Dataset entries
#####

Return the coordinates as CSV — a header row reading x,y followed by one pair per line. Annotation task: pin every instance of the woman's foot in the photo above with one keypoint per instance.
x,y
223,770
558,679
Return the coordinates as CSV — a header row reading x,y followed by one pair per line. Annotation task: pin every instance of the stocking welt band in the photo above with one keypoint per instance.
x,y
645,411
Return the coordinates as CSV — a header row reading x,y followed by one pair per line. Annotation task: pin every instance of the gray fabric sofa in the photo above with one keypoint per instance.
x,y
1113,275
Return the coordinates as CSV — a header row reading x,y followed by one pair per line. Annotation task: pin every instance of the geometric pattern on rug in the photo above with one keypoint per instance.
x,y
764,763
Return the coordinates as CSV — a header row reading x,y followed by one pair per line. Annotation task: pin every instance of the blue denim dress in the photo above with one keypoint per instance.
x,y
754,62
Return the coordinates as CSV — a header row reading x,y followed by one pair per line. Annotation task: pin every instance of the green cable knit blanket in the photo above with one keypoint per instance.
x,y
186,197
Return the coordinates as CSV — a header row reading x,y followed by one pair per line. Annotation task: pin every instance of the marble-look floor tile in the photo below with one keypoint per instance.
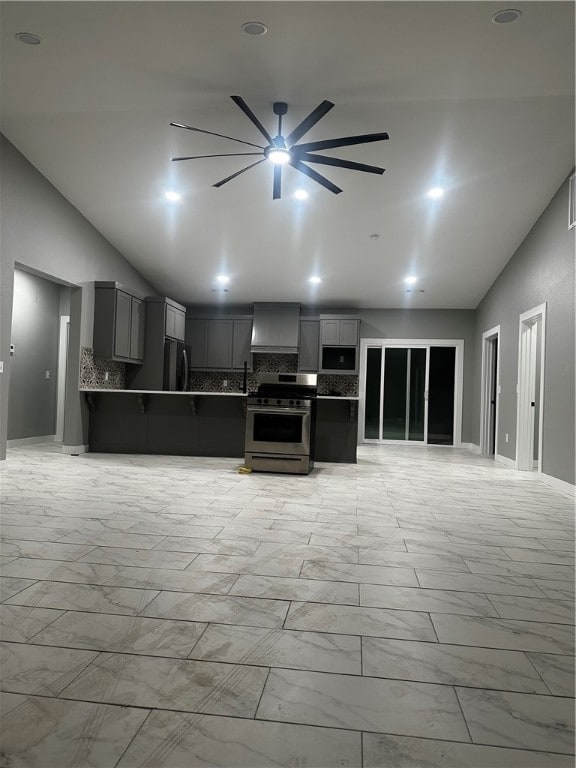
x,y
449,664
45,549
296,589
413,560
222,609
40,732
431,600
145,558
360,574
19,623
362,703
280,648
556,671
407,752
10,586
122,634
177,581
519,719
193,686
359,620
533,608
268,565
39,669
471,582
509,634
207,546
84,597
61,570
174,740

#####

Leave out every picture and transcribe the remaining entries exactly.

*Answer box*.
Return the coordinates as CSV — a header row reading x,y followed by one pair per line. Annotation task: pin every instance of the woman's foot in the photo above with one keypoint per instance.
x,y
223,770
558,679
Return the coordinates as CSV — a header row reading x,y followed by one pair per line. Annotation task: pin every instance of the stocking welt band in the photo above with one keypoint per instance.
x,y
645,411
Return the coordinates as CSV — a header row reading x,y followed by one pair per line. Annotation task: pin every instance of the gray fabric sofa in the photo above with one keypoint per instance.
x,y
1113,275
Return the coordinates as CSV — a header row reading x,y followed by one pair per line. Annotation task: pin every instance of the geometric pattern on rug in the photo above with one keypoint per instance.
x,y
764,763
Return the coordinates as CSV — a header row reading x,y followed by one pair per line. Annotation task: pin every instance of the blue denim dress in the photo above with one keypoint per instance.
x,y
754,62
Return the coordinates as CSV — a header row reading x,y followed by one pair per line. Annotation task: pin every instance of the green cable knit blanket in the photo above with one keypoint per instance.
x,y
186,197
Return the coordinates as CSV — a header row reading x,y followed by one pair per line. Annotation task: pin every instance of the marble-look floor tile in the photo below with one keypoint per instance.
x,y
449,664
45,549
296,589
413,560
222,609
40,732
431,600
145,558
360,574
19,623
362,703
280,648
556,671
407,752
10,586
122,634
177,581
519,719
193,686
359,620
533,608
268,565
39,669
471,582
509,634
207,546
84,597
61,570
174,740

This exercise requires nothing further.